Work required ▸
Write the listing out again, all of it, word for word.

Provided records ▸
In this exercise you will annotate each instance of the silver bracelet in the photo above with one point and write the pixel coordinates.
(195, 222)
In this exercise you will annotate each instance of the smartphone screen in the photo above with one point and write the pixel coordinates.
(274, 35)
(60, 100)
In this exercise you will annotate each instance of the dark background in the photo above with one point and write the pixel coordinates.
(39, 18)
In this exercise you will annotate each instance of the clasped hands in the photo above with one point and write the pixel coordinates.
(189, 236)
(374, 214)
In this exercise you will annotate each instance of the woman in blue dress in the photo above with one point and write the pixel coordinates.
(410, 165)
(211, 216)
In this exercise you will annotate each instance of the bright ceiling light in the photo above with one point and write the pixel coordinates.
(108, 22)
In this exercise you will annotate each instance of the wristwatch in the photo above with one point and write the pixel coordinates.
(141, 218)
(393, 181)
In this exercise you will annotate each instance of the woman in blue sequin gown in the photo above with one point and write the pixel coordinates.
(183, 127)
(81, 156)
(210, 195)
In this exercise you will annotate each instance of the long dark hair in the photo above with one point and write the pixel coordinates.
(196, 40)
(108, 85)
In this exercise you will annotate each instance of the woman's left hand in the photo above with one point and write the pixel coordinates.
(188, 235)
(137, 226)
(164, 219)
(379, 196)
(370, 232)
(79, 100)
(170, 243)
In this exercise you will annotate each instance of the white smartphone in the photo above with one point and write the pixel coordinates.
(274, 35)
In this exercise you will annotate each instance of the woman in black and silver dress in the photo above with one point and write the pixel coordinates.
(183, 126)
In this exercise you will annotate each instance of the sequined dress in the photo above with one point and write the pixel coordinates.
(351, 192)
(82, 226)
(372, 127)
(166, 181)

Task answer ▸
In this exercise you will annotate each instance of the silver bracelet in the photo above with one point and write the pixel coordinates.
(195, 222)
In this exercise you will annotate each instance of the smartphone screen in the photo above with one point and write the pixel coordinates.
(274, 35)
(60, 100)
In this exercise you will annotate each instance of the dark background in the photo above with one point and write the pixel coordinates.
(39, 18)
In this exercise you will annotate each instance of the clasped hands in the photo above with one point and write the pixel coordinates.
(189, 236)
(374, 214)
In this exercise you will annotate each instance of the woman in blue dress in the photo above with one point and write the pixel coordinates.
(410, 165)
(211, 216)
In this exercise you will annotate each instance of the bright ceiling light in the photo above with one point and write the pixel coordinates.
(108, 22)
In this exercise you will annotate each instance of the wristwatch in the photo above with one point and write the pixel coordinates.
(141, 218)
(393, 181)
In this exercise you will annotate each instance of the woman in blue sequin gown in the photo above with one point and write the pixel coordinates.
(183, 127)
(81, 156)
(210, 195)
In this exercise you will annotate each instance of the long dark hair in the photo above with one point and write the pixel coordinates.
(196, 40)
(108, 85)
In this exercise you will annotate each instance of the woman's left hand in the photo above with one point and write the pixel coordinates.
(188, 235)
(137, 226)
(164, 219)
(379, 196)
(370, 232)
(79, 100)
(170, 243)
In this exercise you will annotate each instance of the white smartphone in the photo above with one point and write the pixel coordinates.
(274, 35)
In this exercise you will annotate each instance of the woman in black and silver dress in the photo above with one point and write the pixel coordinates.
(183, 126)
In this exercise you will annotate each instance of the sequined dress in the photo above with one point and write the pixel coordinates.
(351, 192)
(82, 226)
(372, 127)
(166, 181)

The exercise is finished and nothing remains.